Problem details:
Determine how many lines of the material below contain the string "chrome", treating uppercase and lowercase as different. Reply with the number alone.

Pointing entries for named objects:
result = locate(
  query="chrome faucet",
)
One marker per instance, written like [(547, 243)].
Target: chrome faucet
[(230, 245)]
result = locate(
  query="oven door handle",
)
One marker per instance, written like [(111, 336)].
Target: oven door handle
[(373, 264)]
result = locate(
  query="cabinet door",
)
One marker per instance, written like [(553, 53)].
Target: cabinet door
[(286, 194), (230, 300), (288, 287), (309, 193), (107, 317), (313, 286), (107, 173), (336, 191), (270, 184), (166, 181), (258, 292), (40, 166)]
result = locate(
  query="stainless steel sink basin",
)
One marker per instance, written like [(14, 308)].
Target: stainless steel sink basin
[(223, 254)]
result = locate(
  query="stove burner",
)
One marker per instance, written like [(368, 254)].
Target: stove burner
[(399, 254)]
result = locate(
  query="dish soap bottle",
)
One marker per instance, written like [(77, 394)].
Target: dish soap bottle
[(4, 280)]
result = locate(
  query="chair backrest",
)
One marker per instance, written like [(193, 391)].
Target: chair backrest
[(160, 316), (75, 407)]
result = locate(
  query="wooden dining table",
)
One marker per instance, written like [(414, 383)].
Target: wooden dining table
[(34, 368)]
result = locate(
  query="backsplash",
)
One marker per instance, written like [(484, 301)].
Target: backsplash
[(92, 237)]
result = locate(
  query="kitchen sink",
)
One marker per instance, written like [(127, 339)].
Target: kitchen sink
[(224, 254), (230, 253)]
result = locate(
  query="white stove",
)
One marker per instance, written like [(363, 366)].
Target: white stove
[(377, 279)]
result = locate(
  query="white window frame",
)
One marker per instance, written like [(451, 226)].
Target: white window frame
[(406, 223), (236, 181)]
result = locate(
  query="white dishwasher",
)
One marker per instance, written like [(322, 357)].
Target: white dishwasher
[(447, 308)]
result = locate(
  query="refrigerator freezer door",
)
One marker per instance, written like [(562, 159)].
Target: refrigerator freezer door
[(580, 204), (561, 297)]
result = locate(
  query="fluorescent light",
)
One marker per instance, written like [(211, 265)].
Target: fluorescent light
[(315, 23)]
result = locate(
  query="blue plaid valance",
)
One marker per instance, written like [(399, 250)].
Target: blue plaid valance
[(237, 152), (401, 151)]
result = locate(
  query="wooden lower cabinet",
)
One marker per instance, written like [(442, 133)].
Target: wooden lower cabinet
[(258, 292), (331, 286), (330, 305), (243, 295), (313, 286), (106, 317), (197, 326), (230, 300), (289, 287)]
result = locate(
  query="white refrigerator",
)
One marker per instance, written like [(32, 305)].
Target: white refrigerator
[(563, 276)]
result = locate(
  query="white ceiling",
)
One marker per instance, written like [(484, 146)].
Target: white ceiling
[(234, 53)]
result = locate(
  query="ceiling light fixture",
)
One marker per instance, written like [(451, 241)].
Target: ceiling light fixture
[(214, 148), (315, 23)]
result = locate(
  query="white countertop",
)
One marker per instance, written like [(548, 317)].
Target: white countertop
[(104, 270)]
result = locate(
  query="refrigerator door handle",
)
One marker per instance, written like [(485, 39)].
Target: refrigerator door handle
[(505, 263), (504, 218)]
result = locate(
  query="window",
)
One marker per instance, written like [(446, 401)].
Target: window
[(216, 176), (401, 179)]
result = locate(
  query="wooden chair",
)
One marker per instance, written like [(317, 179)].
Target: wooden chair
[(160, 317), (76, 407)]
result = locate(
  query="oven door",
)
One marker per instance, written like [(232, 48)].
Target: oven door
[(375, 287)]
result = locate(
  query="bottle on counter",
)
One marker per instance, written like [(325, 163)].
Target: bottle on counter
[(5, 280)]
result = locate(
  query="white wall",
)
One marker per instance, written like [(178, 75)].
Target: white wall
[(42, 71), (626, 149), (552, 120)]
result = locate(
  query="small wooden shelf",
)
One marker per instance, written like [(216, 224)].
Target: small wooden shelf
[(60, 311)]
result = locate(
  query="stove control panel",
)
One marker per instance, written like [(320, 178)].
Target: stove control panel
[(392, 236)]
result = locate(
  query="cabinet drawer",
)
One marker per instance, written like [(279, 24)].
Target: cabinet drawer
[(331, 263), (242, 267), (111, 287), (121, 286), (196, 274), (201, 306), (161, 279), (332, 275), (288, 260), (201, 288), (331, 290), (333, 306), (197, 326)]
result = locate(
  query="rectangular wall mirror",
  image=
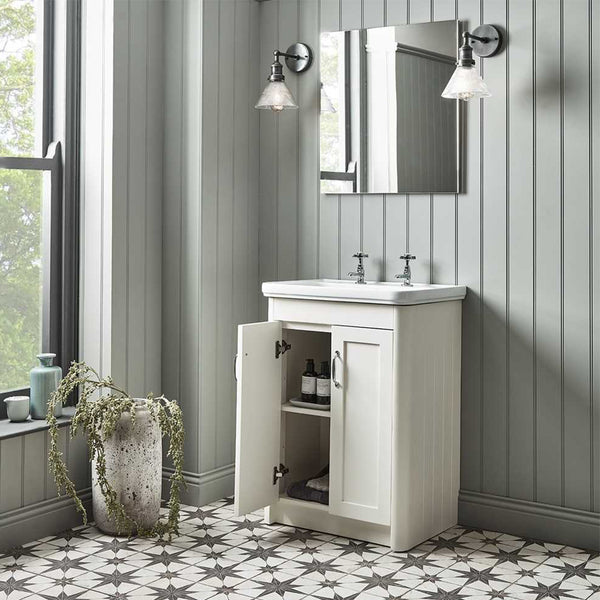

Reply to the exercise:
2